- _EXERCISES TO COMPLETE_:
- a) Quote the Joliot-Curie passage from "In 1944 French" to "his Soviet friends.".
- b) Write the next part of the Joliot-Curie passage, starting after its last sentence.

- _SOURCE TEXT_:

*** Block opens ***

At the time of the Nazi invasion in 1940, Joliot-Curie managed to smuggle his working documents and materials to England with Hans von Halban, Moshe Feldenkrais and Lew Kowarski. During the French occupation he took an active part in the French Resistance as a member of the National Front. Collins and LaPierre in their book Is Paris Burning? note that during the Paris uprising in August 1944 he served in the Prefecture of Police, manufacturing Molotov cocktails for his fellow insurgents, the Resistance's principal weapon against German tanks. The Prefecture was the scene of some of the most intense fighting during the uprising.
A team of scientists and intelligence officers from the allied Alsos Mission later found Curie at the Collège de France. He was sent to England to be interviewed and gave important information about the names and activities of German scientists.
In 1944 French physicists, Pierre Auger and Jules Gueron were working on the British nuclear weapons research program at Chalk River Laboratories in Canada. As France was being liberated by the Normandy invasion, they returned to France to inform Frederic Joliot-Curie of the progress of the American/British nuclear weapon program. Frederic passed on that information to his Soviet friends.
He served as director of the French National Centre for Scientific Research, and appointed by Charles De Gaulle in 1945, he became France's first High Commissioner for Atomic Energy. In 1948 he oversaw the construction of the first French atomic reactor. A devoted communist, he was purged in 1950 and relieved of most of his duties, but retained his professorship at the Collège de France. Joliot-Curie was one of the eleven signatories to the Russell–Einstein Manifesto in 1955. On the death of his wife in 1956, he took over her position as Chair of Nuclear Physics at the Sorbonne.
Honours and awards
Joliot-Curie was a member of the French Academy of Sciences and of the Academy of Medicine and named a Commander of the Legion of Honour.
He was the recipient of the first Stalin Peace Prize, given in 1951 for his work as president of the World Council of Peace.

*** Block closes ***

- _COLLECTED MATERIAL_:

*** Block opens ***

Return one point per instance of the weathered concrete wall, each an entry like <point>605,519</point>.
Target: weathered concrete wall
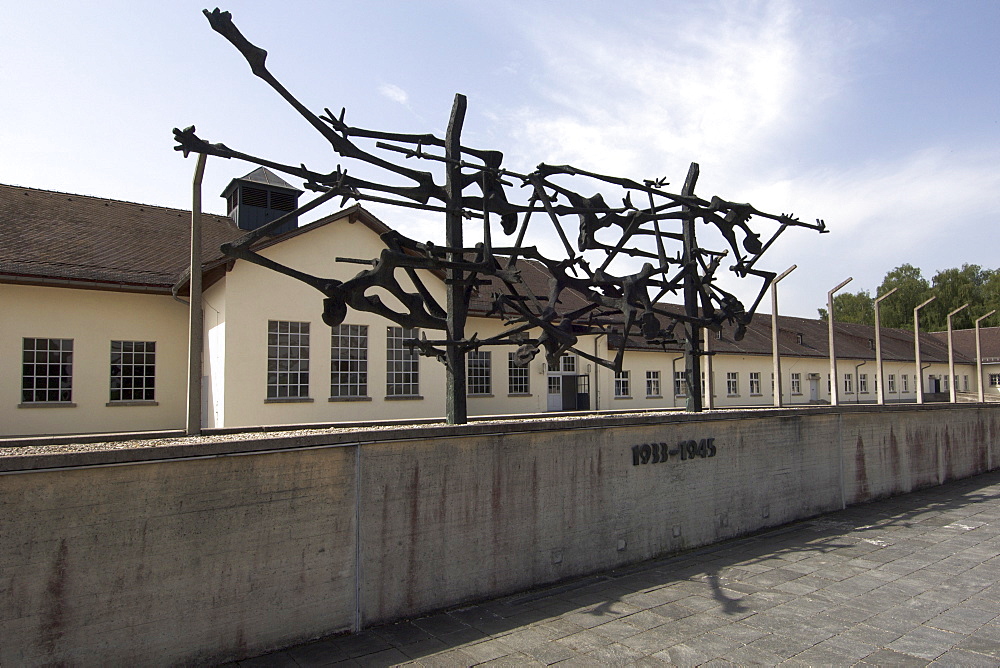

*** Block closes ***

- _OUTPUTS IN ORDER_:
- a)
In 1944 French physicists, Pierre Auger and Jules Gueron were working on the British nuclear weapons research program at Chalk River Laboratories in Canada. As France was being liberated by the Normandy invasion, they returned to France to inform Frederic Joliot-Curie of the progress of the American/British nuclear weapon program. Frederic passed on that information to his Soviet friends.

- b)
The crater Joliot on the Moon is named after him. He was elected a Foreign Member of the Royal Society (ForMemRS) in 1946.
A street in Sofia, Bulgaria, and the nearby Joliot-Curie Metro Station are named after Frédéric Joliot-Curie. Other streets bearing his name can be found in the Rivière-des-Prairies borough of north Montreal, Canada; in Bucharest, Târgu-Mureș, and Cluj-Napoca, Romania; in Warsaw and Wrocław, Poland; and in Poprad, Slovakia.
Joliot-Curie appeared as himself in Kampen om tungtvannet (La bataille de l'eau lourde in French; 1948), a French–Norwegian semi-documentary film about sabotage of the Vemork heavy water plant in Norway during World War II. His assistants Hans Halban and Lev Kovarski also appear. Joliot-Curie is shown lecturing about nuclear fission and chain reaction at the Collège de France.
Frédéric and Irène hyphenated their surnames to Joliot-Curie after they married on 4 October 1926 in Paris, France, although their daughter has said, "Many people used to name my parents Joliot-Curie, but they signed their scientific papers Irène Curie and Frédéric Joliot."
Joliot-Curie's daughter, Hélène Langevin-Joliot, was born in 1927. She is a nuclear physicist and professor at the University of Paris. Her brother, Pierre Joliot, was born in 1932. He is a biochemist at the Centre National de la Recherche Scientifique.
Frédéric Joliot-Curie devoted the last years of his life to the creation of a centre for nuclear physics at Orsay, where his children were educated.